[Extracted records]
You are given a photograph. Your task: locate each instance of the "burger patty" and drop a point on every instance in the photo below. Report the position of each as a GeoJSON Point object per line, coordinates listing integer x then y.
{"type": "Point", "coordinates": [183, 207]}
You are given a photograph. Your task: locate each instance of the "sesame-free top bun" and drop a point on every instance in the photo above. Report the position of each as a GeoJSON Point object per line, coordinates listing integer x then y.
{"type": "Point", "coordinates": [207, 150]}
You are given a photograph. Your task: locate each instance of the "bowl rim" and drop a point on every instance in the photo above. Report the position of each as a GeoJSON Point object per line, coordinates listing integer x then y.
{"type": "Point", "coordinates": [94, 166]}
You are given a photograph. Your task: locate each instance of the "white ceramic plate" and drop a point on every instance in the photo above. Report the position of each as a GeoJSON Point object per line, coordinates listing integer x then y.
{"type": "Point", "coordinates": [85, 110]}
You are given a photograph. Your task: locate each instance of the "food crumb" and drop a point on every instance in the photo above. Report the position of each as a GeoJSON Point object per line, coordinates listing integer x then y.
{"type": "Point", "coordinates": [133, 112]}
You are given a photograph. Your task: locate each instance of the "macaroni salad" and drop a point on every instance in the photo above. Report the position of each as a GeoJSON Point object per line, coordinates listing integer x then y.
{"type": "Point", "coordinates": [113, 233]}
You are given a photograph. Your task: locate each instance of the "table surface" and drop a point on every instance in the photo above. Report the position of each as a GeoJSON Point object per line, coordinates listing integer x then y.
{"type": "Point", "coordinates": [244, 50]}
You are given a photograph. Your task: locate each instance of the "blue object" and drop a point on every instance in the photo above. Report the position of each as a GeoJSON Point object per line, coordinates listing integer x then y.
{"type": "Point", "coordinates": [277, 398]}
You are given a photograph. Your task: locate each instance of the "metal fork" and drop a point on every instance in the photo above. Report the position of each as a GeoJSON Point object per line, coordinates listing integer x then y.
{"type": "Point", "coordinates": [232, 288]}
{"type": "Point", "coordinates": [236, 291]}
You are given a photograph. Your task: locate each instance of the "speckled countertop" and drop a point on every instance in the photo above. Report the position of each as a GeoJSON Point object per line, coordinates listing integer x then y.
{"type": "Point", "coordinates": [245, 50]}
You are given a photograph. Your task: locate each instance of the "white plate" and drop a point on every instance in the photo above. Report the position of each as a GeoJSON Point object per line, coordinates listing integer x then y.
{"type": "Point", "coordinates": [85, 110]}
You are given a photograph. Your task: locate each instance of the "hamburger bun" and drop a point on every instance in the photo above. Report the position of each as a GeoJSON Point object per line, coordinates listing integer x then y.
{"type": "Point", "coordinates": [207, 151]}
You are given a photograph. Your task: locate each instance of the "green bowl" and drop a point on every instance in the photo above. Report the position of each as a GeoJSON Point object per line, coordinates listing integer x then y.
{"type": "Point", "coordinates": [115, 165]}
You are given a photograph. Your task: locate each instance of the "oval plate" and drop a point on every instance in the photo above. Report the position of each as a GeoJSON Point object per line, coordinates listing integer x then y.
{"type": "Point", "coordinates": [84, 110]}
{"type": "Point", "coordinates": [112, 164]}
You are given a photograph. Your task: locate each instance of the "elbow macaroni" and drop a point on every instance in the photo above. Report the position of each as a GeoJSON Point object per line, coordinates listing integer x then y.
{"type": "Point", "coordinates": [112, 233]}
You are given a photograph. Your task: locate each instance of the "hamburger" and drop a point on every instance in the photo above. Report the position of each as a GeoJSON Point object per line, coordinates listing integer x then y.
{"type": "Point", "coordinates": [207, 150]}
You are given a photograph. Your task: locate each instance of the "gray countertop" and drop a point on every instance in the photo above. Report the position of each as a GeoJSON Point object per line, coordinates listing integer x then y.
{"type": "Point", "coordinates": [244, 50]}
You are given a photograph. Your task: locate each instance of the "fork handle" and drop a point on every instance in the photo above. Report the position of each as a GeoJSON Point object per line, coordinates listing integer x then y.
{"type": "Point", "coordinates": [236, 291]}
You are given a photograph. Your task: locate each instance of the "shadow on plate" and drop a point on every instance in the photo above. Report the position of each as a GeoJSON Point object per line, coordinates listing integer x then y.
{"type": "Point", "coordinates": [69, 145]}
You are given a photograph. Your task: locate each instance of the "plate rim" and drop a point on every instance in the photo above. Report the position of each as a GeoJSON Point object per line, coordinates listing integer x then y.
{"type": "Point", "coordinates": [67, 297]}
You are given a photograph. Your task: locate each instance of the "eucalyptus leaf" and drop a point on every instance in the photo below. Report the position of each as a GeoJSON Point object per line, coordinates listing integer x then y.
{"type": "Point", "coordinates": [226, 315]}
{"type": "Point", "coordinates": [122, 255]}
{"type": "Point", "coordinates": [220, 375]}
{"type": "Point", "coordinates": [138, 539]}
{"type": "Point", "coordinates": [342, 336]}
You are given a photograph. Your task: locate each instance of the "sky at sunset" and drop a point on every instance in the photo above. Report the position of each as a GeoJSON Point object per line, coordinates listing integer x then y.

> WORK TO COMPLETE: Every record must be written out again without any change.

> EXERCISE OUTPUT:
You are given a photograph. Your task: locate each instance of the "burger patty" and drop a point on every instance in the photo below. Report the position of each as a GeoJSON Point object per line, coordinates listing integer x then y.
{"type": "Point", "coordinates": [183, 207]}
You are given a photograph. Your task: locate each instance of the "sesame-free top bun" and drop a point on every instance in the photo above. Report the position of each as a GeoJSON Point object per line, coordinates listing integer x then y.
{"type": "Point", "coordinates": [207, 150]}
You are given a photograph. Your task: locate each instance of the "bowl rim" and drop a point on every instance in the photo above. Report the position of each as a GeoJSON Point object per line, coordinates listing integer x then y.
{"type": "Point", "coordinates": [94, 166]}
You are given a photograph. Your task: locate each instance of the "white ceramic plate" and drop a point on every instance in the photo above. Report the position of each as a GeoJSON Point object per line, coordinates listing integer x then y.
{"type": "Point", "coordinates": [85, 110]}
You are given a photograph. Your task: locate each instance of the "food crumb" and drop a point on every instance in the photo above. Report the position of each as a GeoJSON Point object per line, coordinates listing integer x then y.
{"type": "Point", "coordinates": [133, 112]}
You are given a photograph. Your task: locate each instance of the "macaroni salad" and drop a point on every instance in the photo above. Report the position of each as a GeoJSON Point object per line, coordinates listing integer x then y.
{"type": "Point", "coordinates": [113, 233]}
You are given a photograph. Your task: locate each instance of the "table surface" and drop a point on every instance in the photo above. Report the position of each as a GeoJSON Point object per line, coordinates listing integer x then y.
{"type": "Point", "coordinates": [244, 50]}
You are given a photograph. Your task: locate each instance of the "blue object" and drop a point on every instance in the photo above. Report the position of each as a GeoJSON Point object per line, coordinates listing integer x then y.
{"type": "Point", "coordinates": [277, 398]}
You are given a photograph. Your task: locate each instance of the "metal fork" and drop a point on every instance in the photo above. Report the position of each as a GeoJSON Point object per line, coordinates listing integer x then y.
{"type": "Point", "coordinates": [232, 288]}
{"type": "Point", "coordinates": [236, 291]}
You are given a photograph. Your task: locate each instance of the "speckled countertop" and drop a point on every instance in the photo above. Report the position of each as a GeoJSON Point object per line, coordinates listing integer x then y.
{"type": "Point", "coordinates": [245, 50]}
You are given a photograph. Your task: locate each instance of the "white plate" and drop a point on every instance in the photo above. Report the position of each as a GeoJSON Point object per line, coordinates listing integer x then y.
{"type": "Point", "coordinates": [85, 110]}
You are given a photograph. Your task: locate each instance of the "hamburger bun" and drop a point on every instance in the photo above. Report the position of each as a GeoJSON Point object per line, coordinates listing integer x then y.
{"type": "Point", "coordinates": [207, 151]}
You are given a photograph. Your task: locate each instance of the "green bowl" and drop a point on every instance in the photo above. Report the position of each as a GeoJSON Point object per line, coordinates listing integer x then y.
{"type": "Point", "coordinates": [115, 165]}
You are given a photograph. Your task: locate each instance of the "oval plate" and drop a point on every instance in the photo above. Report the position of each as a GeoJSON Point object per line, coordinates listing integer x then y.
{"type": "Point", "coordinates": [84, 110]}
{"type": "Point", "coordinates": [112, 164]}
You are given a photograph. Your task: locate each instance of the "elbow macaroni" and drop a point on every instance in the photo above. Report the position of each as a GeoJSON Point object per line, coordinates listing integer x then y.
{"type": "Point", "coordinates": [112, 233]}
You are given a photograph. Your task: locate each instance of the "hamburger" and drop a point on every instance in the photo above. Report the position of each as a GeoJSON Point object per line, coordinates listing integer x then y.
{"type": "Point", "coordinates": [207, 150]}
You are given a photograph. Your task: locate each instance of the "gray countertop" and drop a point on every instance in the photo above. Report the position of each as a GeoJSON Point object per line, coordinates listing integer x then y.
{"type": "Point", "coordinates": [244, 50]}
You are given a photograph. Your task: locate each instance of the "fork handle" and drop a point on every instance in the photo above. Report the position of each as a GeoJSON Point object per line, coordinates listing integer x then y.
{"type": "Point", "coordinates": [236, 291]}
You are given a photograph. Your task: locate each instance of the "shadow on plate" and drop a point on every instance in the photo above. Report the position of each as a GeoJSON Point object per line, coordinates listing integer x then y.
{"type": "Point", "coordinates": [69, 145]}
You are given a photograph. Your task: locate each instance of the "plate rim" and drop a point on every instance in the photo above. Report the position of each as a GeoJSON Point object per line, coordinates listing integer x then y.
{"type": "Point", "coordinates": [67, 297]}
You are given a photograph. Your task: locate each instance of the "eucalyptus leaf" and drop a point on every instance in the photo below. Report the position of each as a GeoJSON Point object per line, coordinates listing integer x then y.
{"type": "Point", "coordinates": [226, 315]}
{"type": "Point", "coordinates": [122, 255]}
{"type": "Point", "coordinates": [220, 375]}
{"type": "Point", "coordinates": [138, 539]}
{"type": "Point", "coordinates": [342, 336]}
You are given a photograph. Your task: locate each instance of the "sky at sunset" and drop a point on every instance in the photo above. Report the position of each as a GeoJSON Point object per line, coordinates listing integer x then y.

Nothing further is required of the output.